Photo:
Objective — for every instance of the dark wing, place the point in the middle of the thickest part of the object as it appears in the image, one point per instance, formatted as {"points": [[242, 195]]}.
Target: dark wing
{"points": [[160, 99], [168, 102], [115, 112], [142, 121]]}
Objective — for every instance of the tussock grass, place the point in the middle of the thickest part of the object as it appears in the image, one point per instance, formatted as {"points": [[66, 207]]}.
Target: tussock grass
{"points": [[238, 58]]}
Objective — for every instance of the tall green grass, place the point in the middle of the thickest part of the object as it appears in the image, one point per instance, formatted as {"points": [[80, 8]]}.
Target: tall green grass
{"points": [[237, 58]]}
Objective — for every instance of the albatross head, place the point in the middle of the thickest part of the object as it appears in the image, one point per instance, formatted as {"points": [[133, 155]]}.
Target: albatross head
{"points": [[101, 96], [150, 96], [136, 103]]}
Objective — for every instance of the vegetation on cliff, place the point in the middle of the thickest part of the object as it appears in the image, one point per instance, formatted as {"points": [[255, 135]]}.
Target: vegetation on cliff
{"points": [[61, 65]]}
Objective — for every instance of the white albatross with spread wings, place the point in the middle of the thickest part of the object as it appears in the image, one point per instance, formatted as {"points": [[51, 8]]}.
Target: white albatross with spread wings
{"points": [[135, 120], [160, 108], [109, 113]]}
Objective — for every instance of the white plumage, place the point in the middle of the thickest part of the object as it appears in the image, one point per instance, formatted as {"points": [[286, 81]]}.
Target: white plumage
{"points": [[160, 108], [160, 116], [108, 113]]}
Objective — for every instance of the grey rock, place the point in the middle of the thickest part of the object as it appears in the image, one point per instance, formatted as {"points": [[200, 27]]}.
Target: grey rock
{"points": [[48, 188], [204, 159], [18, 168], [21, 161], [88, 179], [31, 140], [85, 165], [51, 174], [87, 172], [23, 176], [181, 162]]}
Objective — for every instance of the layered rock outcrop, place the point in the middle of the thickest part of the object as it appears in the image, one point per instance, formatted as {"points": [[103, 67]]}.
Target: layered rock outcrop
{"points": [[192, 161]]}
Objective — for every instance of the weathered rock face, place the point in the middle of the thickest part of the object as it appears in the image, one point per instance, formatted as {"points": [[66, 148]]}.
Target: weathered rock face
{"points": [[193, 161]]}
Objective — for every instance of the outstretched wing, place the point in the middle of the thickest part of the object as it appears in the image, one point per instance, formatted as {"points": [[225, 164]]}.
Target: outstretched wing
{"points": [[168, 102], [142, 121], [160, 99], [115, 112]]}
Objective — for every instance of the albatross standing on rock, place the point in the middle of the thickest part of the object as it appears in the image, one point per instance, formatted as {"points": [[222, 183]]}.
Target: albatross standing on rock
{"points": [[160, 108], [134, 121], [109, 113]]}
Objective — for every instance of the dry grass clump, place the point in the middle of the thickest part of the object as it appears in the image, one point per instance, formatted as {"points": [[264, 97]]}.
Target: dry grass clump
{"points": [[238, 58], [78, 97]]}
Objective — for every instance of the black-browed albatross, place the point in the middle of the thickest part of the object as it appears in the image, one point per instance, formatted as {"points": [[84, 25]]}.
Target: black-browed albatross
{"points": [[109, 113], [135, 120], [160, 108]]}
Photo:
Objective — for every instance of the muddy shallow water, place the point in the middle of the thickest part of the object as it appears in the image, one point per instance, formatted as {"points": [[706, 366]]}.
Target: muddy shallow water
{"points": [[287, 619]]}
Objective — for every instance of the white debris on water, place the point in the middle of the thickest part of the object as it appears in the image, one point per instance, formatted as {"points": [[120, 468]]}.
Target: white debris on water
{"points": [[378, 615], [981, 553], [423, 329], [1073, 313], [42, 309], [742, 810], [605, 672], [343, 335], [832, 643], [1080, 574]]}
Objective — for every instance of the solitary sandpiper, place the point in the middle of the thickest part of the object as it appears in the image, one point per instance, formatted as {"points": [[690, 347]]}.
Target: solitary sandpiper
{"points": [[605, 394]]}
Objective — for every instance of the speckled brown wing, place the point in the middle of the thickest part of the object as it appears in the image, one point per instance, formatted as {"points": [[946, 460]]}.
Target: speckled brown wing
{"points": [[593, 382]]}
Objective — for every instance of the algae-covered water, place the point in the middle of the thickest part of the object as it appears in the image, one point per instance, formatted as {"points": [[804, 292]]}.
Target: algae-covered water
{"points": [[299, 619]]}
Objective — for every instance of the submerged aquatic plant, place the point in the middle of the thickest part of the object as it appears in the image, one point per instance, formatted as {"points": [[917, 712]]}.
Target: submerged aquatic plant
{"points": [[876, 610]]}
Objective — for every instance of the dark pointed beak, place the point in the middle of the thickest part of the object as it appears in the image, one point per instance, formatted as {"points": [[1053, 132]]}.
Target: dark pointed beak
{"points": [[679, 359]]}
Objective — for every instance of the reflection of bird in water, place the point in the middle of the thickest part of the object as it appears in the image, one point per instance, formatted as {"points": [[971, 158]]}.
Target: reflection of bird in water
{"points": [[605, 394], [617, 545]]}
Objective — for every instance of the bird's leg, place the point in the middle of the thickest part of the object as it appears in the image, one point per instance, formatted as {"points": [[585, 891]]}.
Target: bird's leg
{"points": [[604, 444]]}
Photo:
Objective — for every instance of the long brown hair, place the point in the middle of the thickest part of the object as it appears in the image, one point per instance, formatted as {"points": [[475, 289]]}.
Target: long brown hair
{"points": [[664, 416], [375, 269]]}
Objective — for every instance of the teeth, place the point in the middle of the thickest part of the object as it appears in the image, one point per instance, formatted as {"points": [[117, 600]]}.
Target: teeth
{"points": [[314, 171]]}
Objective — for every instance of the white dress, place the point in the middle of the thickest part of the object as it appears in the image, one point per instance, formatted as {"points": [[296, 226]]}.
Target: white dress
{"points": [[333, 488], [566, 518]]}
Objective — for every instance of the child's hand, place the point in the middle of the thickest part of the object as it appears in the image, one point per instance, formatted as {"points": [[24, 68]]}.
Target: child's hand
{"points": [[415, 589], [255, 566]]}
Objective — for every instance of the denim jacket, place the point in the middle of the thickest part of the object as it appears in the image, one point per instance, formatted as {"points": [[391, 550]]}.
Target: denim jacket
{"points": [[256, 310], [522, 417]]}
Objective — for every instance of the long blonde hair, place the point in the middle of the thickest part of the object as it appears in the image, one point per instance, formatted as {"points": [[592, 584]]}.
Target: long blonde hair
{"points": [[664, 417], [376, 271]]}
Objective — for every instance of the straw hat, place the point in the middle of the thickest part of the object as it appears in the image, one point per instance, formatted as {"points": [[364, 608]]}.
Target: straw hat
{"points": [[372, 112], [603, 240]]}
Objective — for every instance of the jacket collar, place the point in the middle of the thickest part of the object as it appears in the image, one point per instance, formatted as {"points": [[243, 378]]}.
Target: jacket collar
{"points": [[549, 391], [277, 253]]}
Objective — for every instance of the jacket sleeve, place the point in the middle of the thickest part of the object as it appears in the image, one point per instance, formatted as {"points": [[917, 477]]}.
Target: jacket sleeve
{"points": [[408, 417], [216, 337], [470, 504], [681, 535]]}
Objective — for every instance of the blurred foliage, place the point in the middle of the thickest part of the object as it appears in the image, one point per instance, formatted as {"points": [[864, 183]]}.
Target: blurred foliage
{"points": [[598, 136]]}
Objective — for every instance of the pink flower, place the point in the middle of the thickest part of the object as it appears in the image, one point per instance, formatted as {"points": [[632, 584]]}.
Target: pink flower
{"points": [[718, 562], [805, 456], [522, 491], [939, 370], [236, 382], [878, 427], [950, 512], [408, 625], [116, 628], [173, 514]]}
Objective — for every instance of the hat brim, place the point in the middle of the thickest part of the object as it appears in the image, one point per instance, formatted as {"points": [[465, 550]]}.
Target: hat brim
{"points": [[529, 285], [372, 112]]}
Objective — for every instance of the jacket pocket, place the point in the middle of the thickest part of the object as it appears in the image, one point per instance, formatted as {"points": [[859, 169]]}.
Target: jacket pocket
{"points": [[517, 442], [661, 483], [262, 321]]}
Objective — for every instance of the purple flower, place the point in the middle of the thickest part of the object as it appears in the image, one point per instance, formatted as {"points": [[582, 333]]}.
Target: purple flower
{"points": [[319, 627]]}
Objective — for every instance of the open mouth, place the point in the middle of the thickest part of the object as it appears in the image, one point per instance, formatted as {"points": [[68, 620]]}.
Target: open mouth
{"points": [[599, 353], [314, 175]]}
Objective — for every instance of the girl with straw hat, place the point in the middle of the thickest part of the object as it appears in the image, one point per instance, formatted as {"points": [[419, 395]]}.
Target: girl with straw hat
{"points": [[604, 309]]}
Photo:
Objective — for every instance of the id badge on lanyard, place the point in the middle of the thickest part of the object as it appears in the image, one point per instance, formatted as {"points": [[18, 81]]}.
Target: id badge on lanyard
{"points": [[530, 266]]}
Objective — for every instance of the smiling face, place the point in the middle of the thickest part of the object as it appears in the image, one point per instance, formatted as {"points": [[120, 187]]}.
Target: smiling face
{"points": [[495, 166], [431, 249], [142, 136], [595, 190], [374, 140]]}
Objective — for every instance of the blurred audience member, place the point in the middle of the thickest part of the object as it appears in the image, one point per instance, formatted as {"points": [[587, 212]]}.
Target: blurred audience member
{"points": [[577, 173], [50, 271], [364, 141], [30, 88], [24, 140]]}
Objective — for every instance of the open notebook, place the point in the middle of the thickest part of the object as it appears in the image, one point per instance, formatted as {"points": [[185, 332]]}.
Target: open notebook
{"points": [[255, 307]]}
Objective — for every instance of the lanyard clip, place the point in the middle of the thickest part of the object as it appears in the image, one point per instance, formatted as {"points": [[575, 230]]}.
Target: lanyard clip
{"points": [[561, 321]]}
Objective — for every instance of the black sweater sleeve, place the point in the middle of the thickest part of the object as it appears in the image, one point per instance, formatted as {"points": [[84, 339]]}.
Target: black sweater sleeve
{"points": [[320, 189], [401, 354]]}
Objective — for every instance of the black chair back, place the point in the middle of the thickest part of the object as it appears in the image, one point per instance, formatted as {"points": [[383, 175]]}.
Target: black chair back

- [How to complete this task]: Could you show every line of the listing that holds the string "chair"?

- [Solution for this problem]:
Objective — for every instance of the black chair back, place the point in the middle of the thickest part of the object as it appears in the image, one point per instance, formatted as {"points": [[383, 175]]}.
Target: black chair back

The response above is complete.